CHECK YOUR UNDERSTANDING —
a – Decide whether each statement below agrees with the reflection on pastoral identity, answering yes or no and quoting the words of the text that decide it: (i) the two travelers spent most of the trip together in the car; (ii) the writer has always self-identified as a pastor; (iii) some books and lectures on ministry warn that too much familiarity with church members is a threat to ministry.
b – Carry on the reflection on pastoral identity from the point where it stops.

TEXT UNDER STUDY —
Recently, I spent a day travelling with a church member. The two of us were together in the car for most of the trip. We have known each other for more years than either of us wants to remember and probably more than I can count. During the course of the trip, he gave me a significant compliment–I don’t think he actually knew he was doing it but I took what he said as a compliment.
He said he had begun to wonder about how he was going to survive spending a whole day in the car with the pastor–something I would worry about as well, at least with some pastors that I know. But he followed that up with a statement to the effect that he stopped worrying when he realized he was travelling with me. We spent some time on that distinction–we had the whole day and what else was there to talk about.
He made the distinction because we relate as friends first and foremost. Another factor, I think, is that I have never self-identified as a “pastor”. Certainly, that has been my occupation for a lot of years and in truth, there are many people who see me simply as that. I have contact with a lot of people who just want the “pastor”–they want the wedding, the funeral, the signature on some official form. But in my mind, although I do the work of a pastor, I have never seen myself first and foremost as a pastor.
That may seem to some like the sort of academic distinction that you would expect from someone who loves teaching and research and is sometimes more at home with a book than with a crowd of people but I think it is a very important distinction. And a lot of what I read about and by clergy suggests that many pastors do self-identify as “pastor” and that self-identification can and does create problems.
I read of–and hear from–pastors who complain of the loneliness they experience in ministry. I read books on ministry and have heard lectures that suggest that we in ministry need to be careful in our relationships with the people in our church–too much familiarity is somehow a threat to the overall success of ministry. The literature and practise of ministry seems to have built into it a need for a distinction and separation between clergy and laity.

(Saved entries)
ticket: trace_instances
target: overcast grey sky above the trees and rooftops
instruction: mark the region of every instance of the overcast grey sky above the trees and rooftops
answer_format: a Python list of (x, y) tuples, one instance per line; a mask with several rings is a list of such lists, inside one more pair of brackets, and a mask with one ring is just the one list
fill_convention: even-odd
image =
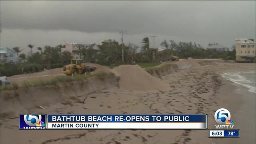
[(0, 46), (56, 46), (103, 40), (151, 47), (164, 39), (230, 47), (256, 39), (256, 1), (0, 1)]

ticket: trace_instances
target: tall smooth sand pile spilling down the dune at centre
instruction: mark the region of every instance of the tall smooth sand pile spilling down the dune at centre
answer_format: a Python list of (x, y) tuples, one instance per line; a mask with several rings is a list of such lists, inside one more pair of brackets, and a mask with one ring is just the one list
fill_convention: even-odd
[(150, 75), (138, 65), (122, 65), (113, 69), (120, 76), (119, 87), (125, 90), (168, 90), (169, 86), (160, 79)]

* * *

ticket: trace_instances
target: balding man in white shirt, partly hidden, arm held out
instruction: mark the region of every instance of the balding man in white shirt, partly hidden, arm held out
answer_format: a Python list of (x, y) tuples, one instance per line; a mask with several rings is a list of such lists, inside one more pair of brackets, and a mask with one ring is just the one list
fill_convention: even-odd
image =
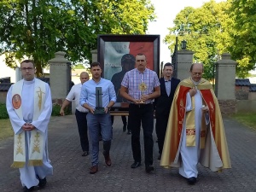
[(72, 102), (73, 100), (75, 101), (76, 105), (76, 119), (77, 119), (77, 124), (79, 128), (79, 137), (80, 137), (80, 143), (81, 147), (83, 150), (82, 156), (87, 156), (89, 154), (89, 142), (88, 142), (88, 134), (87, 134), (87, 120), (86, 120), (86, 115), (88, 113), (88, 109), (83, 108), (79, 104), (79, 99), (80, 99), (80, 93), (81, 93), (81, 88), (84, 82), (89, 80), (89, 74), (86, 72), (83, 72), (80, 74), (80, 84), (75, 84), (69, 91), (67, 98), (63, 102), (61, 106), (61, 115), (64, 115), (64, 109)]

EXPECTED OUTPUTS —
a –
(i) Yes: "The two of us were together in the car for most of the trip."
(ii) No: "I have never self-identified as a “pastor”."
(iii) Yes: "too much familiarity is somehow a threat to the overall success of ministry."

b –
And the result of such thinking has created something of a problem for churches and ministry. The pastoral role can and does create a separation between clergy and people. As I write this, I am wondering if this need for a distinction can account for at least some of the well recognized reluctance of men to be part of the church–when the pastor is seen as some sort of a special, set apart, holier than others individual, it might be kind of intimidating to other men. Maybe the traditional emphasis on the traditional pastoral role occupied traditionally by men primarily has scared other men off.
Whether that is true or not isn’t really the issue at this point. For me, the issue is honesty and integrity. The more I feel it necessary to define myself as the “pastor”, the less able I am to be honest with myself and others about who I really am and about the reality of my spiritual life. The “pastor” either doesn’t have or can’t have spiritual problems or struggles like “ordinary” people. The “pastor” has to have answers to all the questions of life, not confused and conflicting problems like “normal” Christians.
But if I am not the “pastor” but a believer who does the job of pastor, I can and do have spiritual problems and struggles. As a typical believer who just happens to perform the job of pastor, I have a few answers that sometimes work and a lot of part answers and even more confused questions.
I am a pastor because God has both called me to that position and given me the spiritual gifts for that task. But then again, the woman who is our church treasurer has also been called and gifted for that position. While she probably can’t do my job, I definitely can’t do hers. And, I have discovered, when we relate to each other as honest and open people, ministry goes a lot better for all of us, something I will explore in the next few blogs.
May the peace of God be with you.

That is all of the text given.